PROVIDED PASSAGE:
Tokenization — /v1/tokenize

The tokenize endpoint allows you to count tokens before sending a request, useful for cost estimation and context window management.

# Count tokens for a message (works with chat-capable models)
curl -X POST https://litellm-prod.apps.maas.redhatworkshops.io/v1/tokenize \
  -H "Content-Type: application/json" \
  -H "Authorization: Bearer YOUR_API_KEY" \
  -d '{
    "model": "your-chat-model",
    "messages": [
      {"role": "user", "content": "How many tokens is this message?"}
    ]
  }'

The response includes count (total token count) and tokens (list of token IDs). Not all models expose this endpoint — check the model's capability badge in the LiteMaaS portal.

Document Conversion — Granite Docling 258M

Granite Docling is a specialized model for document parsing and conversion. It converts PDFs, Word documents, and other document formats into clean structured text (Markdown or JSON) suitable for downstream LLM processing. It uses a different endpoint format from the OpenAI-compatible API.

IBM Granite Docling 258M Docling

Compact document understanding model from IBM. Handles PDF layout analysis, table extraction, figure detection, and OCR. Output is clean Markdown ready for RAG ingestion.

Model IDgranite-docling-258m
Parameters258M
RuntimeKServe (CPU)
Age17d (recently deployed)
# Convert a PDF URL to Markdown
curl -X POST https://litellm-prod.apps.maas.redhatworkshops.io/docling/v1/convert/source \
  -H "Content-Type: application/json" \
  -H "Authorization: Bearer YOUR_API_KEY" \
  -d '{
    "http_sources": [{
      "url": "https://arxiv.org/pdf/2408.09869"

PARTS OF THE EXERCISE:
**A)** Based on the passage on tokenization and document conversion above, decide whether each statement agrees with it: (i) the tokenize endpoint's response includes a list of token IDs; (ii) every model exposes the tokenize endpoint; (iii) Granite Docling uses the same endpoint format as the OpenAI-compatible API. Answer yes or no for each, and quote the exact words of the passage that decide it.
**B)** Please reproduce the part of the passage on tokenization and document conversion between "IBM Granite Docling" and "Age17d (recently deployed)", inclusive.

INPUT DATA:

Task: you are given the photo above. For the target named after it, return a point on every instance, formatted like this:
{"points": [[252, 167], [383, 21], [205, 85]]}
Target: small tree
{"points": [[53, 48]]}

EXERCISE RESPONSES:
**A)**
(i) Yes: "tokens (list of token IDs)"
(ii) No: "Not all models expose this endpoint"
(iii) No: "It uses a different endpoint format from the OpenAI-compatible API."

**B)**
IBM Granite Docling 258M Docling

Compact document understanding model from IBM. Handles PDF layout analysis, table extraction, figure detection, and OCR. Output is clean Markdown ready for RAG ingestion.

Model IDgranite-docling-258m
Parameters258M
RuntimeKServe (CPU)
Age17d (recently deployed)